(WHAT IS NEEDED): Lay out every line of the records below as a Markdown table with two columns, "Row" for the row number and "Line" for the line itself, leaving out any blank lines.

(Point annotation records)
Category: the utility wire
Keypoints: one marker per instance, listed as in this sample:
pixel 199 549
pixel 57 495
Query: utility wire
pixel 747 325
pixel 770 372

(REPLY):
| Row | Line |
|---|---|
| 1 | Category: the utility wire |
| 2 | Keypoints: one marker per instance, listed as in this sample: |
| 3 | pixel 199 549 |
| 4 | pixel 57 495 |
| 5 | Query: utility wire |
| 6 | pixel 747 325 |
| 7 | pixel 770 372 |